From the records below, extract all the text exactly and leave the images behind.

— begin —

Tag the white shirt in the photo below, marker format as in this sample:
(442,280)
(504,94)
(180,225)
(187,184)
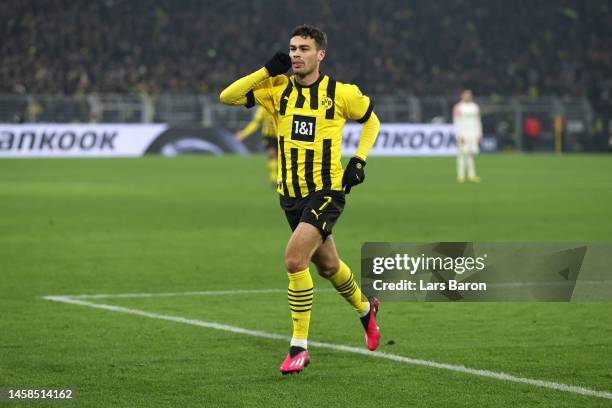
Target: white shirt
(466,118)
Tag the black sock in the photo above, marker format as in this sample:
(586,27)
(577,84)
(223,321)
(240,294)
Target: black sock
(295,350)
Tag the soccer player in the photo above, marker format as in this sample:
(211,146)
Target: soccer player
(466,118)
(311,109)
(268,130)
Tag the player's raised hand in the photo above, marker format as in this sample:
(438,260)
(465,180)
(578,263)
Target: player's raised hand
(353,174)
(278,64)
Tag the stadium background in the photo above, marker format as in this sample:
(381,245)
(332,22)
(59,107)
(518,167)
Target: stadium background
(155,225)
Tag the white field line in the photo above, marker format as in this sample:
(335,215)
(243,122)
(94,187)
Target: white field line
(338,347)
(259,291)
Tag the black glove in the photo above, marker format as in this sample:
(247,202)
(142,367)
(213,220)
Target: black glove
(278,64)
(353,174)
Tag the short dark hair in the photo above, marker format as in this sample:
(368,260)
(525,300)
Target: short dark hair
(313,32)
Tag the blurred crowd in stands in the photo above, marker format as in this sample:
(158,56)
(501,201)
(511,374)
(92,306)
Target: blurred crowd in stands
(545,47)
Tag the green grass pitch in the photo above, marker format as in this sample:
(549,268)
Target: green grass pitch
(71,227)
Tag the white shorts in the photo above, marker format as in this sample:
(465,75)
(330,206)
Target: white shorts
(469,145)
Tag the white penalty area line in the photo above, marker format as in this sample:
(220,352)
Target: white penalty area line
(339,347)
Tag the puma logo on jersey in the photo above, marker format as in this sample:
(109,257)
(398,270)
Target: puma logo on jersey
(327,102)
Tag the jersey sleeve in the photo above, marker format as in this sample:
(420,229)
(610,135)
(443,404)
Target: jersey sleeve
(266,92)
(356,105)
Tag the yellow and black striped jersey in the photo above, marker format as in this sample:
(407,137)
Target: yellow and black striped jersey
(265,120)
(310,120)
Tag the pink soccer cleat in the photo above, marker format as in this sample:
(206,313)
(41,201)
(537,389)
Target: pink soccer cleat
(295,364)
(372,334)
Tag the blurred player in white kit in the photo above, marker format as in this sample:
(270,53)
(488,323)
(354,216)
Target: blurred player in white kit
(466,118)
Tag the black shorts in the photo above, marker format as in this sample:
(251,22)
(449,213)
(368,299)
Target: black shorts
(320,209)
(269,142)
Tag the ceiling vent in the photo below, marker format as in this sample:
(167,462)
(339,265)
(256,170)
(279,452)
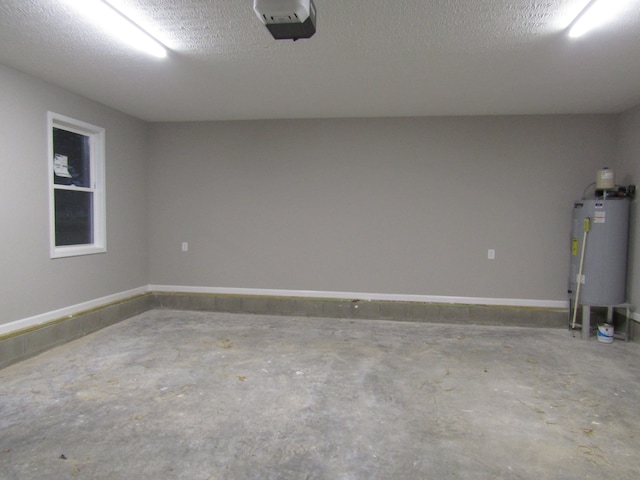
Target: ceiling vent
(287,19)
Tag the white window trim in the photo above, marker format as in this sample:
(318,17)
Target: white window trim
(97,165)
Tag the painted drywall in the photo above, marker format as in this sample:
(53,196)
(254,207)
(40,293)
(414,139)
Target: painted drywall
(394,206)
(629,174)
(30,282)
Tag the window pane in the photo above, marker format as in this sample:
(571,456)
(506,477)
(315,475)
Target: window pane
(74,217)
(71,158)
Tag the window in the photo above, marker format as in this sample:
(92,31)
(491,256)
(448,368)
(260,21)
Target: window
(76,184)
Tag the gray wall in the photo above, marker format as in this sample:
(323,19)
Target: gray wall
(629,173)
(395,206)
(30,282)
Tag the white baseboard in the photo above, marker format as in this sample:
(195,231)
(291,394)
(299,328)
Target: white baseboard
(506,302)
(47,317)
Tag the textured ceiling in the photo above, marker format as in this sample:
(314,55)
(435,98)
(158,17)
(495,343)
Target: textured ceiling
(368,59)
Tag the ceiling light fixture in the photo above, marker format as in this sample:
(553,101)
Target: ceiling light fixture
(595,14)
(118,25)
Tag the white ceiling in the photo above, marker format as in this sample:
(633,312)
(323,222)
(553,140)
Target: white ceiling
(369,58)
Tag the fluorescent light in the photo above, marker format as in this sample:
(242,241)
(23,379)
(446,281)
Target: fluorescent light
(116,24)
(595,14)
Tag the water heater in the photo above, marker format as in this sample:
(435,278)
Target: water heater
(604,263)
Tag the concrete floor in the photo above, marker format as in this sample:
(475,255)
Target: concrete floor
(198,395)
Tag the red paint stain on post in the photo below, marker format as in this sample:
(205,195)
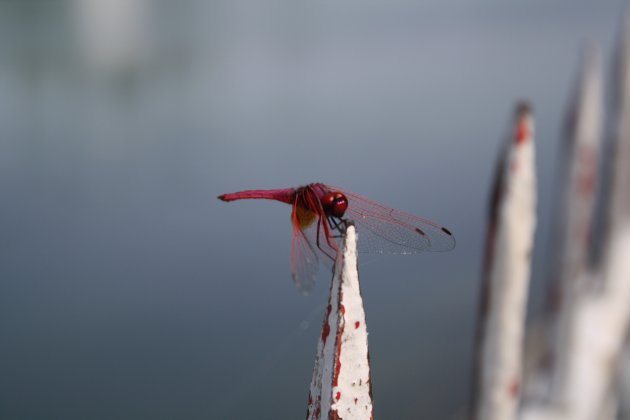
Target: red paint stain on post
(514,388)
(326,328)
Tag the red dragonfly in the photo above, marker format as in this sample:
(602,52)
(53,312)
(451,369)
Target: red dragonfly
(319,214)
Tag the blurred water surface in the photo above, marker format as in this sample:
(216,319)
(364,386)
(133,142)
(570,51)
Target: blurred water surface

— end —

▸ **IN RESPONSE**
Tag the white shirt in the photo below, marker format as in this sample:
(442,280)
(504,94)
(180,225)
(187,184)
Target: white shirt
(466,118)
Tag the black sock in the photo above, marker format as in this sample:
(586,27)
(577,84)
(223,321)
(240,294)
Target: black sock
(295,350)
Tag the soccer player in the photo above, marker format as in this sample:
(211,146)
Target: soccer player
(466,118)
(311,109)
(268,130)
Tag the player's raised hand in the photo above, marker format as in this sample:
(438,260)
(465,180)
(578,263)
Target: player's raised hand
(353,174)
(278,64)
Tag the stadium background in the photo above, marker format as in this sample:
(381,245)
(332,22)
(59,107)
(518,167)
Target: stadium background
(155,225)
Tag the white field line in the photo above, marker format as in this sample:
(335,215)
(243,122)
(94,187)
Target: white field line
(338,347)
(259,291)
Tag the black glove in the photo above, marker format as in this sample:
(247,202)
(142,367)
(213,220)
Target: black glove
(278,64)
(353,174)
Tag the short dark hair in the photo above, marker format as in this sample:
(368,260)
(525,300)
Target: short dark hair
(313,32)
Tag the blurred crowd in stands in the photo above, marker format as in this sample:
(158,56)
(501,201)
(511,374)
(92,306)
Target: blurred crowd in stands
(545,47)
Tag the green grass pitch in the photo above, marker format as in this sample:
(549,268)
Target: green grass pitch
(71,227)
Tag the white shorts in the photo above, marker format as in this sample:
(465,75)
(330,206)
Target: white shorts
(469,145)
Tag the white penalty area line in the photo above, marker format as in this sample:
(220,352)
Target: white penalty area line
(339,347)
Tag the puma logo on jersey in the photo above, marker format as in this sample:
(109,257)
(398,270)
Target: puma logo on jersey
(327,102)
Tag the jersey sleeve in the photo above, marker format as in this sample:
(420,229)
(610,135)
(443,404)
Target: jersey sleeve
(266,92)
(356,105)
Tag the yellow and black striped jersey in the photo above, marker format as in this sample:
(407,137)
Target: yellow and black striped jersey
(265,120)
(310,120)
Tag the pink soccer cleat in the photo above, marker format as in this sample:
(206,313)
(41,201)
(537,389)
Target: pink soccer cleat
(295,364)
(372,334)
Tag the blurred player in white kit in the photo above, marker format as in this sample:
(270,53)
(488,323)
(354,216)
Target: blurred player in white kit
(466,118)
Tag the black shorts in the photo above, marker format as in this sample:
(251,22)
(449,213)
(368,299)
Target: black shorts
(320,209)
(269,142)
Tag the ceiling vent in the photo below, marker format as in this sample:
(167,462)
(339,265)
(256,170)
(279,452)
Target: ceiling vent
(287,19)
Tag the white window trim in the photo above, marker format as in this sample:
(318,17)
Target: white window trim
(97,165)
Tag the painted drywall in the photo above, marker format as in this sample:
(53,196)
(254,207)
(40,293)
(414,139)
Target: painted drywall
(394,206)
(629,174)
(30,282)
Tag the window pane in the photo above, marker format as in this sample:
(571,456)
(506,477)
(315,475)
Target: window pane
(74,217)
(71,158)
Tag the window in the photo above, marker format as in this sample:
(92,31)
(491,256)
(448,368)
(260,21)
Target: window
(76,184)
Tag the gray wall in the photo above, marker format as in this sample:
(323,19)
Target: gray wall
(629,173)
(395,206)
(30,282)
Tag the white baseboard in the photo above, marker format as in this sample:
(195,231)
(291,394)
(299,328)
Target: white baseboard
(506,302)
(47,317)
Tag the textured ceiling in the photo above, marker format as in this sample:
(314,55)
(435,98)
(158,17)
(495,343)
Target: textured ceiling
(368,59)
Tag the ceiling light fixture in the photo above, marker format as in this sample:
(553,101)
Target: ceiling light fixture
(595,14)
(118,25)
Tag the white ceiling in the photo above, marker format as in this sample:
(633,312)
(323,222)
(553,140)
Target: white ceiling
(369,58)
Tag the fluorescent light in the photo above, marker format as in this sample:
(242,241)
(23,379)
(446,281)
Target: fluorescent light
(116,24)
(595,14)
Tag the water heater in the photo above, marker format as in this sample:
(435,278)
Target: water heater
(604,263)
Tag the concrete floor in the photo above, marker format as in this sample:
(475,255)
Target: concrete floor
(198,395)
Tag the red paint stain on post in the photo below, marker format as in this sample:
(205,195)
Target: red paint stain on post
(514,388)
(326,328)
Tag the red dragonfly in the photo above, marker format as in this sample:
(602,52)
(53,312)
(451,369)
Target: red dragonfly
(319,214)
Tag the blurred water surface in the photo above, marker format as in this sample:
(216,319)
(364,386)
(133,142)
(570,51)
Target: blurred water surface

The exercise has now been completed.